---------- Data in this exercise ----------
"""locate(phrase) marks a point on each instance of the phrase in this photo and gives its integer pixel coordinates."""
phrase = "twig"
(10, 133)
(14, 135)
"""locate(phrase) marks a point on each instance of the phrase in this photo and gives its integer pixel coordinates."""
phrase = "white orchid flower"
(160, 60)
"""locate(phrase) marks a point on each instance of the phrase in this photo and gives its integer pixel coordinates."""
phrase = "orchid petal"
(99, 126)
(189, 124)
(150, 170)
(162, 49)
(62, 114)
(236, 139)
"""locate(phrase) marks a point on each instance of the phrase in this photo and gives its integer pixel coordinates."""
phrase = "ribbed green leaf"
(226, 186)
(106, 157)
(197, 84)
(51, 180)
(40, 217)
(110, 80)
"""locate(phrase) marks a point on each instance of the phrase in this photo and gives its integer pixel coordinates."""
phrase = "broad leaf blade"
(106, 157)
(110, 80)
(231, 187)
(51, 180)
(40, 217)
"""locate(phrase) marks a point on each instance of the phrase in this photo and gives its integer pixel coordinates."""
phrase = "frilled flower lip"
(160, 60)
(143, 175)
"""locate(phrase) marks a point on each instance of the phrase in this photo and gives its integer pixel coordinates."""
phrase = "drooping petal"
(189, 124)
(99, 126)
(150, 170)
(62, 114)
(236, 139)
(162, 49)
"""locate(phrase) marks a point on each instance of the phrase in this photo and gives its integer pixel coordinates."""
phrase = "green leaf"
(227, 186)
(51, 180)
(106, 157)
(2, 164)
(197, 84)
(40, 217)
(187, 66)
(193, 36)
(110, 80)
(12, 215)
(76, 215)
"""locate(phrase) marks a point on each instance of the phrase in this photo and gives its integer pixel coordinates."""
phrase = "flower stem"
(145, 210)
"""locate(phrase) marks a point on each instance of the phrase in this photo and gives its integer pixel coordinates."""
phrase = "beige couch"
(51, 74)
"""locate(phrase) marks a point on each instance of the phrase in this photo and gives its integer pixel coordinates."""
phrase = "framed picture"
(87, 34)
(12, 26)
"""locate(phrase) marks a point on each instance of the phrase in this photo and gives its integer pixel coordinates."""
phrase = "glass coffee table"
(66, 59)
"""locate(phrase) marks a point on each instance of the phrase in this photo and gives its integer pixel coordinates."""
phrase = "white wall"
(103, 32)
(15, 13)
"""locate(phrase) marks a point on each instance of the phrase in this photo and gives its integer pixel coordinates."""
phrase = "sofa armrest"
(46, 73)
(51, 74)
----------
Faithfully transcribe the whole of the data.

"""locate(phrase) marks a point on each instance of the phrase in this photo and gives its integer pixel coordinates."""
phrase = "twig"
(10, 133)
(14, 135)
"""locate(phrase) marks a point on each instance of the phrase in this photo and gives its integer pixel coordinates."""
phrase = "white orchid flower"
(160, 60)
"""locate(phrase) marks a point on each instance of the phrase in this photo and gives its integer pixel coordinates."""
phrase = "orchid petal"
(99, 126)
(189, 124)
(150, 170)
(162, 49)
(62, 114)
(236, 139)
"""locate(phrase) marks a point on each instance of the phrase in this photo and gives its integer pixel coordinates."""
phrase = "ribbed green leaf"
(226, 186)
(106, 157)
(197, 84)
(51, 180)
(40, 217)
(110, 80)
"""locate(phrase) marks a point on each instance of the phrase in this photo and gives its integer pixel coordinates."""
phrase = "broad leaf blade"
(106, 157)
(110, 80)
(231, 187)
(51, 180)
(40, 217)
"""locate(phrase) marks a point on each instance of the phrase in this photo and gives its integer pixel coordinates."""
phrase = "frilled flower lip"
(160, 60)
(143, 175)
"""locate(phrase) marks a point on each instance of the phrase in this photo and gives its integer pixel coordinates."""
phrase = "drooping petal"
(189, 124)
(99, 126)
(150, 170)
(62, 114)
(236, 139)
(162, 49)
"""locate(phrase) marks a point on each instance of the phrase in this photo and gives its integer pixel coordinates."""
phrase = "green leaf"
(227, 186)
(51, 180)
(106, 157)
(2, 164)
(197, 84)
(40, 217)
(187, 66)
(193, 36)
(110, 80)
(12, 215)
(76, 215)
"""locate(phrase) marks a point on each instance of the phrase in this photo and gives its integer pixel coordinates."""
phrase = "flower stem"
(145, 210)
"""locate(phrase) marks a point on each instance of the phrase in this photo and gives its integer pixel coordinates."""
phrase = "beige couch"
(51, 74)
"""locate(phrase) marks a point on each instance of the phrase in this photo and gives its integer pixel coordinates."""
phrase = "framed picture"
(87, 34)
(12, 26)
"""locate(phrase) marks a point on each instance of the phrase in this photo and gives its integer pixel coordinates."""
phrase = "glass coffee table"
(66, 59)
"""locate(phrase) marks a point on each instance of the phrase in this photo and gives its integer pixel coordinates."""
phrase = "white wall"
(103, 32)
(15, 13)
"""locate(phrase) marks a point on each instance of the phrase in this photo and gives its integer pixel coordinates."""
phrase = "sofa armrest"
(46, 73)
(51, 74)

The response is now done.